Document text:
++++++
Another file generated and dropped by ‘ignit.vbs’ is ‘C:\usErs\puBLIC\fAVORIteS\desktop.ini’. This file contains a third VBScript that is eventually used to execute the microbackdoor, ‘core.dll’. The desktop.ini VBScript executes the core.dll file through the Assembly Registration tool (regasm.exe), another Windows binary used for proxy execution, this time for .NET executables (tracked by MITRE as T1218.009 – System Binary Proxy Execution: Regsvcs/Regasm). Figure 12 below shows the functions within ‘ignit.vbs’ that generate the ‘desktop.ini’ file, while Figure 13 shows the content of ‘desktop.ini’ that eventually calls regasm.exe.
Figure 12. Code within ‘ignit.vbs’ that decodes and creates the third stage VBScript ‘desktop.ini’.
Figure 13. Content of the ‘desktop.ini’ file showing instructions to execute core.dll.
FortiEDR detects and blocks the execution of the third stage VBScript, ‘desktop.ini’, as shown in Figure 14 below.
Figure 14. FortiEDR security events generated as a result of ‘desktop.ini’ VBScript execution. This behavior will be detected and blocked by FortiEDR out of the box (default policies).
As highlighted above ‘Desktop.ini’, executes regasm.exe to run ‘core.dll’, the MicroBackdoor loader. FortiEDR detects and blocks this proxy execution of the ‘core.dll’ .NET executable from the wscript process as a ‘Suspicious Script Execution’ event, as shown in Figure 15 below.
++++++
Dataset rows:
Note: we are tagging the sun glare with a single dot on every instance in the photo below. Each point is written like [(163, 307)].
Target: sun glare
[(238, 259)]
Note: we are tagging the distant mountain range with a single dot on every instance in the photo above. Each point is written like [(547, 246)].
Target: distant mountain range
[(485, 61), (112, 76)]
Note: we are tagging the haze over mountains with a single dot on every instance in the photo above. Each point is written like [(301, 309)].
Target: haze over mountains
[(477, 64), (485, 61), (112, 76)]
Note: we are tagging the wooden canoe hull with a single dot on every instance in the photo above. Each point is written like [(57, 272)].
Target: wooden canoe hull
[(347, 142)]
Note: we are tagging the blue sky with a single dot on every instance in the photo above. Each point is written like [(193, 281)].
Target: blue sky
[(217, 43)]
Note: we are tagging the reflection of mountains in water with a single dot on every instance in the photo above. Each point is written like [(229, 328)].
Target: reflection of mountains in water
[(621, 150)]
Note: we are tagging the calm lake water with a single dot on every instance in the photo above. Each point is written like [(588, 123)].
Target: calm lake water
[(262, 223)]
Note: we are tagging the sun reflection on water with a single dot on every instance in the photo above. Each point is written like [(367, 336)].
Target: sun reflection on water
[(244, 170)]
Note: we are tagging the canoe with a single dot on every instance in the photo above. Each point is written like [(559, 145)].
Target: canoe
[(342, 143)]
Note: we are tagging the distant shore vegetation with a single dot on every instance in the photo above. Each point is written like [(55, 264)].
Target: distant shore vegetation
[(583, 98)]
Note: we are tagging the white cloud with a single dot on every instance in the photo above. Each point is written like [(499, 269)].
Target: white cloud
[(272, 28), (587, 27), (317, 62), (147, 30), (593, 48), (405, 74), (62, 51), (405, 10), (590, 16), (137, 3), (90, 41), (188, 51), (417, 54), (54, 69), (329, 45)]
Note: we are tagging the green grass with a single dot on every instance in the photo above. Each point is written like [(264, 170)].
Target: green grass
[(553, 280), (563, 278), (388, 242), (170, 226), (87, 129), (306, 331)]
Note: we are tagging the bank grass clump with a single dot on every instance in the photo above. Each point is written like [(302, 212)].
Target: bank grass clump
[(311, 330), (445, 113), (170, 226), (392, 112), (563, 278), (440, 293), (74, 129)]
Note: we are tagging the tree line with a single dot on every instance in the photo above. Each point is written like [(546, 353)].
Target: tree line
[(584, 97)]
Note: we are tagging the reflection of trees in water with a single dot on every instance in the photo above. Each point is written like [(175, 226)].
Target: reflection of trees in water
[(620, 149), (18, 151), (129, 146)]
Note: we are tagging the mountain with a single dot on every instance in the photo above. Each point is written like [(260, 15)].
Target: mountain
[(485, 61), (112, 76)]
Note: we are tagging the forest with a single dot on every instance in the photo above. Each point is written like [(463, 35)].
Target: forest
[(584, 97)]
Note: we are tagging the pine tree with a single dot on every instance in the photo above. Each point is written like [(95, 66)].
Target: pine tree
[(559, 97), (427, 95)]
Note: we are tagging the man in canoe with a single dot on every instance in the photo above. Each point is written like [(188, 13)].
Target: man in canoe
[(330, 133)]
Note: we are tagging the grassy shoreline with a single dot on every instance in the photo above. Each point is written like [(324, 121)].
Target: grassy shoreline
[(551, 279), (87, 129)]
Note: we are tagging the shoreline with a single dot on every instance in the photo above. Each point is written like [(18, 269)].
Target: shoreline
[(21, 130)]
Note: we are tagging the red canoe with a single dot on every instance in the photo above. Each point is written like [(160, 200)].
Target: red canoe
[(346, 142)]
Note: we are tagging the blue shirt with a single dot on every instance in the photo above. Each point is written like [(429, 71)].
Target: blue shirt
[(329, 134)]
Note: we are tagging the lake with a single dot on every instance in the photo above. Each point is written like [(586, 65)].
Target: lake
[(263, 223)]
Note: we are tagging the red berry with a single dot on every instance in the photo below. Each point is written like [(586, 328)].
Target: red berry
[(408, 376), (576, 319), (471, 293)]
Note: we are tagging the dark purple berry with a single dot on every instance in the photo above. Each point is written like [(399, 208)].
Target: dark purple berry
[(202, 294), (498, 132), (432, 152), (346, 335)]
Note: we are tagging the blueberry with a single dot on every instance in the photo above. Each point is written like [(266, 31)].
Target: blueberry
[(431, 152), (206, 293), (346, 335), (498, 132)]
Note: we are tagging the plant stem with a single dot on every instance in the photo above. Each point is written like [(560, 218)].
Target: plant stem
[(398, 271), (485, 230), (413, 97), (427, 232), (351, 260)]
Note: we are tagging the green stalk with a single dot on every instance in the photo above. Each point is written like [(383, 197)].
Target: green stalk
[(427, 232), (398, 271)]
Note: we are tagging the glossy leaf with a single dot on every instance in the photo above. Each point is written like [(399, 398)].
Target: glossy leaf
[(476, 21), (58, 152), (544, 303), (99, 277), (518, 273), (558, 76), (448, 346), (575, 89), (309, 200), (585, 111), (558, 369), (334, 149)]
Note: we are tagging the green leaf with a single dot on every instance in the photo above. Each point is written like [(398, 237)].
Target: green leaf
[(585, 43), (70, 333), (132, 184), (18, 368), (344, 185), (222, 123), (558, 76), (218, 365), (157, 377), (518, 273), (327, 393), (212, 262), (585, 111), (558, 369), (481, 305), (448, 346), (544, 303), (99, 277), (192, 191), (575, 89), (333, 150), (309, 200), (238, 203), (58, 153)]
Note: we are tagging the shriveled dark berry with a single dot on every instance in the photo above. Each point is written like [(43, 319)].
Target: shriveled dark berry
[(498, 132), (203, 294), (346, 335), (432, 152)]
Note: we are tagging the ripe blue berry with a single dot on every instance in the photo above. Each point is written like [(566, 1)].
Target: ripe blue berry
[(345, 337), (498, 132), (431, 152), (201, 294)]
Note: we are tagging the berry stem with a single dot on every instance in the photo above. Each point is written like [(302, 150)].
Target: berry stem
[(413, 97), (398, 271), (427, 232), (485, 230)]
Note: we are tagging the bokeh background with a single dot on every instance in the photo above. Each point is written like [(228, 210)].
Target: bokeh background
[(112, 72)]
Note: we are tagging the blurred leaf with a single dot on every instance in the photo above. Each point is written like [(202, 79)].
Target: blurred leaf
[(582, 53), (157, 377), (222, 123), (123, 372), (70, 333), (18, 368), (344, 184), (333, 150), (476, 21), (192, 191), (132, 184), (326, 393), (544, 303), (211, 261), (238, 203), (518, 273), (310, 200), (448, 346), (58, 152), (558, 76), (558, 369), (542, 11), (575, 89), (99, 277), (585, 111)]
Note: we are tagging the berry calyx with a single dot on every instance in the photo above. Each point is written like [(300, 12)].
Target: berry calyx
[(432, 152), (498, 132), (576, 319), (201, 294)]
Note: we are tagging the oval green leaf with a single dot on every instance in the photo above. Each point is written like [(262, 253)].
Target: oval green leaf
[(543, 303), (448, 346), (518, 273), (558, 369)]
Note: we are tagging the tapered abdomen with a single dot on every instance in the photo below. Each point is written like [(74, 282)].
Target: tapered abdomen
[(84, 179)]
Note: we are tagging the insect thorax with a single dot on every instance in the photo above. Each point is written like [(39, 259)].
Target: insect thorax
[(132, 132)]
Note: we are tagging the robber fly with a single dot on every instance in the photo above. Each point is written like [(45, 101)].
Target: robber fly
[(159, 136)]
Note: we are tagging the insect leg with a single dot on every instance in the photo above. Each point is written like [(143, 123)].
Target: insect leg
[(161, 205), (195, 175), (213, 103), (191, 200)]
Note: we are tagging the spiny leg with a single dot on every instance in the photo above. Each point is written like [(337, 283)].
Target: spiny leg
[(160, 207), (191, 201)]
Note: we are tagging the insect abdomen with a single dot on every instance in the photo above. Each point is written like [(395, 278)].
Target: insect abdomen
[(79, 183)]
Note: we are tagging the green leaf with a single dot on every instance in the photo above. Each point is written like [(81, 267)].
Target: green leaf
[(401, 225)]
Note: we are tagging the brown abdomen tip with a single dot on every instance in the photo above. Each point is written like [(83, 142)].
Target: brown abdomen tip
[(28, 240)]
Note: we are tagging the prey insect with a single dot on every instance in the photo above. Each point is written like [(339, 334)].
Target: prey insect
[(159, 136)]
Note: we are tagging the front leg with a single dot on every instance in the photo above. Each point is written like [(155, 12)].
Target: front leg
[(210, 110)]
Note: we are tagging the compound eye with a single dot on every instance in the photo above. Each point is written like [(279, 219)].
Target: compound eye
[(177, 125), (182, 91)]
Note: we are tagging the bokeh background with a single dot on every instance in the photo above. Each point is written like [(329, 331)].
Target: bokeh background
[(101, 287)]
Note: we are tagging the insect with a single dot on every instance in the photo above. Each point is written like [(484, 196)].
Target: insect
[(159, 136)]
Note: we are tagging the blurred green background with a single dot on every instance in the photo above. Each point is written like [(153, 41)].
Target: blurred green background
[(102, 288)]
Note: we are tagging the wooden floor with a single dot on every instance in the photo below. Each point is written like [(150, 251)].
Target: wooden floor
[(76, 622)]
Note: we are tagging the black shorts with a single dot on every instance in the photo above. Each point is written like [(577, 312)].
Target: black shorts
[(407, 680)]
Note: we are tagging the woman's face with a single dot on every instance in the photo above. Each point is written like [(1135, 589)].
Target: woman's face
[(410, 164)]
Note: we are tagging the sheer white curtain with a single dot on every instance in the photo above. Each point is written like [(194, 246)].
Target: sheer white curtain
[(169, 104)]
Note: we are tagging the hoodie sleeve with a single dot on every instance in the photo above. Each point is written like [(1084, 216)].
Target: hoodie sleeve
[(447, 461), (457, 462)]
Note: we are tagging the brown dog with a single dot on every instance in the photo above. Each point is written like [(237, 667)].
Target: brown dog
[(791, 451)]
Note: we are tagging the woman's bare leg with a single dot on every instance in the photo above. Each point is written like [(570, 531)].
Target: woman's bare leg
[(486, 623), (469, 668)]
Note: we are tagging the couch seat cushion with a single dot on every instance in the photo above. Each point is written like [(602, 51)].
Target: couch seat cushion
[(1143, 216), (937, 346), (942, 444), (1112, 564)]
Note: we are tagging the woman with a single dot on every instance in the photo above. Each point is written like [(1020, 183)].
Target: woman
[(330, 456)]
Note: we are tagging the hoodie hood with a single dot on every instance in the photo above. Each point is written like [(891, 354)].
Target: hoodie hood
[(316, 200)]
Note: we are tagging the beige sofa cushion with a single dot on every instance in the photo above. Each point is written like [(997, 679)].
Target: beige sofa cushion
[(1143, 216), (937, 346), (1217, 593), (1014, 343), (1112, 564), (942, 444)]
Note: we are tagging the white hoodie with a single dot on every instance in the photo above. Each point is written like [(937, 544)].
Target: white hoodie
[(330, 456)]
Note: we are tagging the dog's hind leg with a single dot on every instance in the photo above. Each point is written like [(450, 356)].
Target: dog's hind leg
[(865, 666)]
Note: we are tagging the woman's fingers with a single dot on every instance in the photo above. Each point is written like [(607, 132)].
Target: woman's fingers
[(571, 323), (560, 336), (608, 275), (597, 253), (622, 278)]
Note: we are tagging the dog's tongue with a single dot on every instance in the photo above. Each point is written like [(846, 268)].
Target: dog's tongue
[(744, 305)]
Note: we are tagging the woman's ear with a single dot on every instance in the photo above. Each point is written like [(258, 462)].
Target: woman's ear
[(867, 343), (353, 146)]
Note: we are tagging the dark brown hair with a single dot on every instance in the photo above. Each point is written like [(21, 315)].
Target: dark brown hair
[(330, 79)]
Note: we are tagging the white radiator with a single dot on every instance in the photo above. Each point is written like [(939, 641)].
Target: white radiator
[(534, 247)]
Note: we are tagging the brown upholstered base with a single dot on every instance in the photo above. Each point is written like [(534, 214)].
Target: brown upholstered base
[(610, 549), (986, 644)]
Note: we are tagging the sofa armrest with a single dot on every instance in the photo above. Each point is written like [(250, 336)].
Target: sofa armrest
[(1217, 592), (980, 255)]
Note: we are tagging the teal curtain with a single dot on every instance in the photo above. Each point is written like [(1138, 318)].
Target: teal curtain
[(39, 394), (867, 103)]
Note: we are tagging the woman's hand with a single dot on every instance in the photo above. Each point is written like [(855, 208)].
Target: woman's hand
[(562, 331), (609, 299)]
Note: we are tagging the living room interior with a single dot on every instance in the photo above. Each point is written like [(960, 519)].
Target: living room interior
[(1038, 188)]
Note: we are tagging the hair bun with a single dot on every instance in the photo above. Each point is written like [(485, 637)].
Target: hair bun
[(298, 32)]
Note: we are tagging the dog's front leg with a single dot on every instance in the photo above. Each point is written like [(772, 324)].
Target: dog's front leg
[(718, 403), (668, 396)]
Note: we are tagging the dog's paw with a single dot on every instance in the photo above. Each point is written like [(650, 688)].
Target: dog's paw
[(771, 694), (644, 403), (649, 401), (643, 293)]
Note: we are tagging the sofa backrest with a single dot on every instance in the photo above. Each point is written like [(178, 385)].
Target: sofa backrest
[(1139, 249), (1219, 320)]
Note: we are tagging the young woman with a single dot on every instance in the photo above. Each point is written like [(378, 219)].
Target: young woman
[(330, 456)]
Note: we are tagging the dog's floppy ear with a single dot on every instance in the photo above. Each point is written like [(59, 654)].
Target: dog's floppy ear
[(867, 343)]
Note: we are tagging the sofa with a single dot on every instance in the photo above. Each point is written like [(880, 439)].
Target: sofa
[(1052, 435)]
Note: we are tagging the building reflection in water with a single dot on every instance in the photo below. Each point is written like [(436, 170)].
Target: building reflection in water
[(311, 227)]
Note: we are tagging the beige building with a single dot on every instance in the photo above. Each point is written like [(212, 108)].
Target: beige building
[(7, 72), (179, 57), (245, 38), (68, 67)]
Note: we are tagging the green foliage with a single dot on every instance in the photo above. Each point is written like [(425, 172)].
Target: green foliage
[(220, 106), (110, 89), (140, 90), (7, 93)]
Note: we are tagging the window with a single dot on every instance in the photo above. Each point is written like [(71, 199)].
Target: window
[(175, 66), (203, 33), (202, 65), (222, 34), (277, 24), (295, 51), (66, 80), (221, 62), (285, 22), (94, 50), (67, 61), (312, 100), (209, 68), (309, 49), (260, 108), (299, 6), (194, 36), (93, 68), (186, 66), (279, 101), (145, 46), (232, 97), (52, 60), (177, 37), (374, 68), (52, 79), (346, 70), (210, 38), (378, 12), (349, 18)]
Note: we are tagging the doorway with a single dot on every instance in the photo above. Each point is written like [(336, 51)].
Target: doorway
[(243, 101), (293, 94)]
++++++
Work to do:
Can you repeat the part of the malware write-up starting with "Another file generated" and going on through "eventually calls regasm.exe.", word for word?

Response below:
Another file generated and dropped by ‘ignit.vbs’ is ‘C:\usErs\puBLIC\fAVORIteS\desktop.ini’. This file contains a third VBScript that is eventually used to execute the microbackdoor, ‘core.dll’. The desktop.ini VBScript executes the core.dll file through the Assembly Registration tool (regasm.exe), another Windows binary used for proxy execution, this time for .NET executables (tracked by MITRE as T1218.009 – System Binary Proxy Execution: Regsvcs/Regasm). Figure 12 below shows the functions within ‘ignit.vbs’ that generate the ‘desktop.ini’ file, while Figure 13 shows the content of ‘desktop.ini’ that eventually calls regasm.exe.